Drug Resistance Featured Column: Drug Resistance Information Availability, Access and Use

October 16, 2008

CGD Drug Resistance and Global Health E-Newsletter Featured Column

By Emma Back
Consultant to the DRWG

Drug efficacy is a common property resource that must be protected, and the basis for effective protection measures is having information about where and how resistance occurs. This type of information – including scientific, population and systems data – constitutes a global public good, and should be available to all who need it.

Based on this premise, the Center for Global Development’s Drug Resistance Working Group commissioned an assessment of available information about drug resistance in the developing world. The paper identifies data sources, systems, and mechanisms for conveying and sharing information, which are critiqued along four dimensions: accessibility, transparency, cost and quality. The paper also explores several key challenges constraining the generation of high-quality data from developing country settings, as well as broader and more proactive information sharing.

The challenges are many. Most critically, weak laboratory capacity and limited reporting systems are an issue in many countries, particularly across Africa, and this constrains basic data collection and analysis. Much of our understanding about drug resistance in developing country contexts is therefore based on discrete population-based studies and, for HIV/AIDS, TB and malaria particularly, on data collected by WHO and global health initiatives. This means that, for acute bacterial infections in particular, data are patchy. Where data are collected by global programs – including those under the auspices of bilateral aid donors – local ownership and use of such data may be limited, and where programs use different data collection systems they can duplicate and cut across one another.

There are challenges in accessing and using data too. For example, data may not be available in a format that is useful for policy-makers, advocates or public health workers. There may be cost or technological barriers to accessing data – a particular constraint in resource-poor settings. Or, quite simply, there may be no incentive for people to use or share information about drug resistance. For example, clinicians may see little rationale for drug susceptibility testing where they have no alternative therapies to offer the patient; laboratories may be reluctant to collect data in a systematic way if there is little or no guarantee that this will be used to inform public health programs. In some cases, local or national authorities may be reluctant to publicize any data they have collected for political reasons.

-----

_ASSIGNMENT A_: In the drug resistance column, what four dimensions are used to critique the data sources, systems, and sharing mechanisms?
_ASSIGNMENT B_: Continue the drug resistance column after its final sentence.

-----

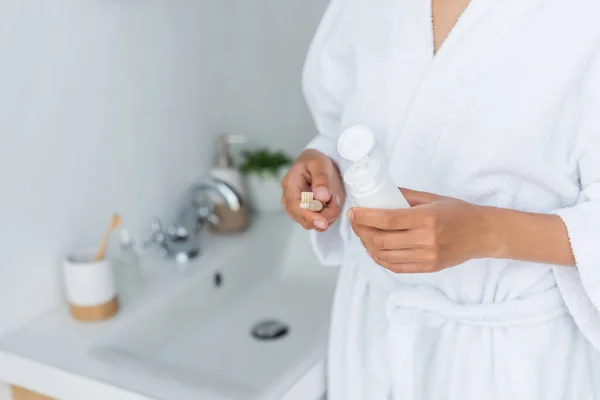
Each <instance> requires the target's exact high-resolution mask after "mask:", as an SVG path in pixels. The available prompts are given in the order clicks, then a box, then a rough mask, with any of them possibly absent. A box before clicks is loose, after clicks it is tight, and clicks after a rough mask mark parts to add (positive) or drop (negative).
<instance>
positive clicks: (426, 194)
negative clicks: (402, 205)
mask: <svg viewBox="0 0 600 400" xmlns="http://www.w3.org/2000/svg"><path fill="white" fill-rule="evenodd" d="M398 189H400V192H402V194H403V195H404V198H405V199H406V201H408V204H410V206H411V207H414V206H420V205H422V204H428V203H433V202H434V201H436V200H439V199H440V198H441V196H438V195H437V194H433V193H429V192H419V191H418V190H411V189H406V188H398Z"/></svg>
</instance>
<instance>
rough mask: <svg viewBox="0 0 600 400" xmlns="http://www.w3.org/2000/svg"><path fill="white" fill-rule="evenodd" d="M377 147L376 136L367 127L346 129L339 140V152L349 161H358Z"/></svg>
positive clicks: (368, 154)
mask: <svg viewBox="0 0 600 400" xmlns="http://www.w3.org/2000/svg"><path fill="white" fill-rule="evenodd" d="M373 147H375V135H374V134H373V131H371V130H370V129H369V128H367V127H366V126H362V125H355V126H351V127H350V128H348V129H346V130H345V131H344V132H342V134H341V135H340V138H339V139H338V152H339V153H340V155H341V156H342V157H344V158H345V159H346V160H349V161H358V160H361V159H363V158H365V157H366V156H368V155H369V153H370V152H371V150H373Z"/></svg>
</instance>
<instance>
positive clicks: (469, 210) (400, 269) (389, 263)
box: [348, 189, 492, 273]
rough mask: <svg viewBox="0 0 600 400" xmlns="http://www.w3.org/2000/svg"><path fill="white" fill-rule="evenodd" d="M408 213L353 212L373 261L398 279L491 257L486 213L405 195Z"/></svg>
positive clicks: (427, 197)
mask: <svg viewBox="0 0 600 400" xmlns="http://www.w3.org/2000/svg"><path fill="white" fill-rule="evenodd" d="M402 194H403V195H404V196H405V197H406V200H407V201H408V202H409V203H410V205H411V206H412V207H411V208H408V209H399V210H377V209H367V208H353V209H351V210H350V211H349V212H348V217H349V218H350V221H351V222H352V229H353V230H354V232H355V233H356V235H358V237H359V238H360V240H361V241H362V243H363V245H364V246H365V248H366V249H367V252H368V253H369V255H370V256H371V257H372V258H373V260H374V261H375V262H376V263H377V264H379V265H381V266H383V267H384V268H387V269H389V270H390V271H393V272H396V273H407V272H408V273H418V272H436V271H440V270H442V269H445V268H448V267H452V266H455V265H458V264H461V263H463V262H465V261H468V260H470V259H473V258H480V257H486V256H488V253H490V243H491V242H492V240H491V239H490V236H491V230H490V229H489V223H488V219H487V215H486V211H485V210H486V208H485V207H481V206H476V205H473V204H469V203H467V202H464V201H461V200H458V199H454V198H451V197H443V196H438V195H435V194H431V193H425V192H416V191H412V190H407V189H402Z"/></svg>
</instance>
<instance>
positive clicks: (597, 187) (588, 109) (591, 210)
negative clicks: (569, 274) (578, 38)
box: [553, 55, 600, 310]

-----

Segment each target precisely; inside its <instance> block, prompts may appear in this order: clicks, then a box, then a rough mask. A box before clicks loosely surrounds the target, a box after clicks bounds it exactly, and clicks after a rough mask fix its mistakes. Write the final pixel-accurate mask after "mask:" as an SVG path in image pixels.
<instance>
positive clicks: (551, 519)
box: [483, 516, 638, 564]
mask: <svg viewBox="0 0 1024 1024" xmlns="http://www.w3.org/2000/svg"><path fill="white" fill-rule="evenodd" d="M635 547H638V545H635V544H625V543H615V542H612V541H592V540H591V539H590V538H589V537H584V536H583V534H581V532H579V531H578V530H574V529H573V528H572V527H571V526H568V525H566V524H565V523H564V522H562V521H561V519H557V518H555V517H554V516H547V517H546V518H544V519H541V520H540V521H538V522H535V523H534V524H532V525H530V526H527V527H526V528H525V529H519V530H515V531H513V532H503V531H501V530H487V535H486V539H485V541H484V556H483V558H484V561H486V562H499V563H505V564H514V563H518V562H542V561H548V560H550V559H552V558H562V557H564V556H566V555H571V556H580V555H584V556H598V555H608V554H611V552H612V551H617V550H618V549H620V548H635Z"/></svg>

-----

_EXERCISE ANSWER A_: Accessibility, transparency, cost and quality.

_EXERCISE ANSWER B_:
The paper outlines three potential areas of action in response to these and other challenges. Consistent with the Working Group’s mandate, they focus on actions that can be taken at a global policy level and that add value to existing efforts.

First, there is a need for the global health community to support developing country governments in investing resources – financial and technical – in building drug resistance surveillance capacity, as part of their overall efforts to strengthen public health systems.

With improved surveillance comes the potential for better data on drug resistance. New mechanisms to aggregate drug resistance data – nationally, regionally and globally – should be developed, to facilitate policy-making, allocation of resources, communications and advocacy. Again, the global health community would need to assist developing countries in using this data to inform national drug policy and guidelines.

Lastly, there is a need to improve information sharing and collaboration to inform research and development (R&D) activities. Improved surveillance data will obviously be of value here too. But there may be other ways in which information sharing could accelerate R&D. The paper explores the option of establishing a web-based facility allowing researchers to ‘showcase’ emerging technologies with the potential to address drug resistance, and which require investment to take them through the R&D process. Information about shelved chemical compounds offering ‘resistance reversal’ potential and other resistance characteristics could also be shared through such a facility.

Over the next few months, the Working Group will be considering these and other options in more depth to develop recommendations to improve drug resistance information availability, access and use. In the meantime, you will be able to access the background paper on the Working Group website later this month.